--- Task instructions ---
Rewrite the data below as a numbered list, leaving out any blank lines.

--- Dataset excerpts ---
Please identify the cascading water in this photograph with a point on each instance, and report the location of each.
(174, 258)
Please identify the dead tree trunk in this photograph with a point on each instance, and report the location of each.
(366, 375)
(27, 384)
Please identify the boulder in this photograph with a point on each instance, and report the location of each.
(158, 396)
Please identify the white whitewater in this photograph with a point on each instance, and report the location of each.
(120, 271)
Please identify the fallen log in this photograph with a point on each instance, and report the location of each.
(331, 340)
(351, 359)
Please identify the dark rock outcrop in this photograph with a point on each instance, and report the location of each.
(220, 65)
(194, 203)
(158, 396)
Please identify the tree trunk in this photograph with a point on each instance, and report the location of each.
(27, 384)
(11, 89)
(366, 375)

--- Final answer ---
1. Please identify the cascading water in this photograph with a point on each instance, and report the location of each.
2. (174, 258)
3. Please identify the dead tree trunk in this photograph with a point on each instance, and report the location of each.
4. (366, 375)
5. (27, 384)
6. Please identify the boulder in this photograph with a point on each instance, and report the location of each.
7. (158, 396)
8. Please identify the white whitewater in this photograph with a point on each instance, and report the location of each.
9. (120, 271)
10. Please identify the fallen log in this photograph with a point on each instance, and report the location of each.
11. (331, 340)
12. (351, 359)
13. Please identify the dark rock outcrop in this photograph with a point on each instance, and report the location of each.
14. (220, 65)
15. (194, 203)
16. (158, 396)
17. Please identify the tree trunk in this photograph with a point on each instance, and report the location of each.
18. (27, 384)
19. (11, 89)
20. (366, 375)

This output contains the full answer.